Tasks.
1. In the article on Filipino Holy Week superstitions, where are the blessed palm fronds usually placed in the home?
2. Pick up the article on Filipino Holy Week superstitions after its last sentence and keep writing it.

Selected passage.
# # #

PALASPAS, Palm Sunday (MB File Photo)

MANILA, MARCH 28, 2016 (MANILA BULLETIN) by Gino Sidocon March 25, 2016 - The Holy Week involves a lot of religious activities and celebrations. It is a week filled with different traditions and practices happening all over the country and those in the Christian world. From fasting to numerous processions, Filipinos have it. But one thing that makes the Holy Week celebration of Filipinos different, even unique, from other nations is their superstitions and belief.

These superstitions, whose origins are uncertain, started a long time ago. Some of them are observed in any normal day; while there are those that apply only to certain times like Christmas, New Year’s Eve, birthdays, funerals, and the Holy Week.

Since the country is in observance of the Holy Week, it would be good if people are made aware of some of the most practiced and observed superstitions during this time of the year.

The use of “Palaspas”

Palm fronds or “Palaspas” are used during the final Sunday of Lent, Palm Sunday. It marks the beginning of the Holy Week where the people reenact the coming of Jesus to Jerusalem. In honor of his coming, these palm fronds are used as homage for Jesus’ triumphal entry into Jerusalem.

During the Palm Sunday mass, the fronds are distributed to the parishioners (while others bring/buy theirs) and are blessed by the priest. They are to be kept for the whole year and to be used for next year’s Ash Wednesday.

READ MORE...

People believe that these fronds have the power to ward off evil and bad luck. This is the reason why they are placed inside the house, usually in front of the doors. Some place them in different corners, even windows, of their homes.

The power of “Anting-anting”


Amulet Market (Photo Courtesy of Vasenka Photography via Flickr)

Amulets or as Filipinos would call them “Anting-anting”, “bertud” or “agimat” are bought by many, especially during the observance of the Holy Week. These amulets are believed to possess different powers that are given and experienced by its owner. They come in different styles and forms, mostly pendants and necklaces.

They are bought from quack doctors or “albularyos” who are said to have gained different forms of power, used mostly in healing. They are the ones who put the power on the amulet through the use of different prayers, chants and/or spells. The only downside to this is that, according to old folks, the power of these amulets are also emptied, thus the need to have it recharged during the Holy Week where the quack doctors are most powerful.

Longer healing process

(
Photo courtesy of fw190a8 via Flickr)

Avoid getting wounded during the Holy Week, especially during Good Friday and Black Saturday. This is one of the many superstitions that make people ask the question, why?

According to superstitious folks, getting wounds during the Holy Week takes a longer healing process. Why and how it came to be is something that cannot be answered, though most people believe that they were made in order for the children to behave during the Holy Week. Real or not, it is best to be careful and avoid getting hurt during the whole week.

NO BATHING AFTER 3PM


(Photo courtesy of Wikimedia)

Another superstition that made people raise questions is the “no bathing after 3 PM during Good Friday.” It is said that bathing at this time, the same time as the death of Christ, attracts bad juju. There really is no valid explanation for this practice aside from Christ’s death but it is one of the most popular superstitions of Filipinos.

# # #

Records supplied.
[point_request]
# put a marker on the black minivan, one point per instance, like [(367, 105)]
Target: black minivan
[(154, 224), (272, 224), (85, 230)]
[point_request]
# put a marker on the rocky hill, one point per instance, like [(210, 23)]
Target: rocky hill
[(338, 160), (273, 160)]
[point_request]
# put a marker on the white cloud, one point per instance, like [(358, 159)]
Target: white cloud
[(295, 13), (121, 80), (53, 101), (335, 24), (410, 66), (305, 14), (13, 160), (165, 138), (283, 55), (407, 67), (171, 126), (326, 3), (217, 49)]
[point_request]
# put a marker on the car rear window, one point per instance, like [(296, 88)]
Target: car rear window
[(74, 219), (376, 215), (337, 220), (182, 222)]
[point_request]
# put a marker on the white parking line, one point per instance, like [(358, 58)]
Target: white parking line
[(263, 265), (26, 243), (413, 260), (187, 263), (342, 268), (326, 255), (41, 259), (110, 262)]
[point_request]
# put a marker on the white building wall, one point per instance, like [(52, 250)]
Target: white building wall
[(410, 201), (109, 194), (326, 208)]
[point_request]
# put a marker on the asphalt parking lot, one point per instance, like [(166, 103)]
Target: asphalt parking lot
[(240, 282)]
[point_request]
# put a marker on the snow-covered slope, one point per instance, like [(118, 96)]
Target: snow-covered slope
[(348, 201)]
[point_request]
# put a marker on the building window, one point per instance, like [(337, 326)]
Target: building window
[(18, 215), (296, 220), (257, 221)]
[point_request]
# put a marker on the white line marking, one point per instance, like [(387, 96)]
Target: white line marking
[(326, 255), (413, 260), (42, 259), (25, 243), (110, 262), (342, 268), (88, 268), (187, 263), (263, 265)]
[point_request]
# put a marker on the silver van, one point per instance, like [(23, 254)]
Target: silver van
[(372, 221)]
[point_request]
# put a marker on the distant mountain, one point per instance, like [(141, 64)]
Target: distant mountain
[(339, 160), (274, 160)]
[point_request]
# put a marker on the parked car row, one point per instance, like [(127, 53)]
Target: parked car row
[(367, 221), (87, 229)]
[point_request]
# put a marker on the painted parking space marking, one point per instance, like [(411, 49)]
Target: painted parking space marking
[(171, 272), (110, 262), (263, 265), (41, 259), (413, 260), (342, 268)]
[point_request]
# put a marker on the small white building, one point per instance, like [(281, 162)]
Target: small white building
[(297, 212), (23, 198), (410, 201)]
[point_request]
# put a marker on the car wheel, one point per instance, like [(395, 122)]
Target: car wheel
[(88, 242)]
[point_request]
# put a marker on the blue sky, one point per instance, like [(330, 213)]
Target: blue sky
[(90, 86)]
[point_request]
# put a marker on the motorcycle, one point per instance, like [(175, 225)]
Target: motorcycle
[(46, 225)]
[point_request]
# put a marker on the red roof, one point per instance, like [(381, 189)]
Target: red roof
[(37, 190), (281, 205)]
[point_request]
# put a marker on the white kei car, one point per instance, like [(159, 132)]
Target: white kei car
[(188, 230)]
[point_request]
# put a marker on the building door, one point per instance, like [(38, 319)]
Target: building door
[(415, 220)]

# # #

Outputs.
1. Inside the house, usually in front of the doors.

2.
The mystery of Mt. Banahaw


Photo courtesy of Jojo Nicdao)

When a Filipino superstition involves a certain forest or mountain, one can be sure that it involves people getting lost or never being found. Such is the case of Mt. Banahaw during the celebration of Holy Week.

Located between Laguna and Quezon province, Mt. Banahaw is considered a ‘holy mountain’ by the pilgrims. According to locals, everything in here is considered sacred. The water flowing in the mountain is believed to possess healing powers.

Aside from this, Mt. Banahaw is also known for its wonderful trails that attract mountain climbers. But beware of the trails during the Holy Week because those who enter during the Holy Week will only be able to find their way back only when it is already Easter Sunday.

The Holy rain on Easter Sunday


(Photo courtesy of publicdomainpictures.net)

One of the simple superstitions Filipinos have is the Easter Rain.

Many believe that if rain occurs during Easter Sunday, the water brought by the rain is blessed and holy. Thus, everyone collects rain water every Easter Sunday.

Moving to a new place during Good Friday


(Photo courtesy of Images Money via Flickr)

Another superstition with direct relation to Christ’s death is that people are not advised to move to a new home during Good Friday.

Moving in to a new place during this day, regardless of where it is, is heavily frowned upon because of the evil spirits that allegedly join the travel.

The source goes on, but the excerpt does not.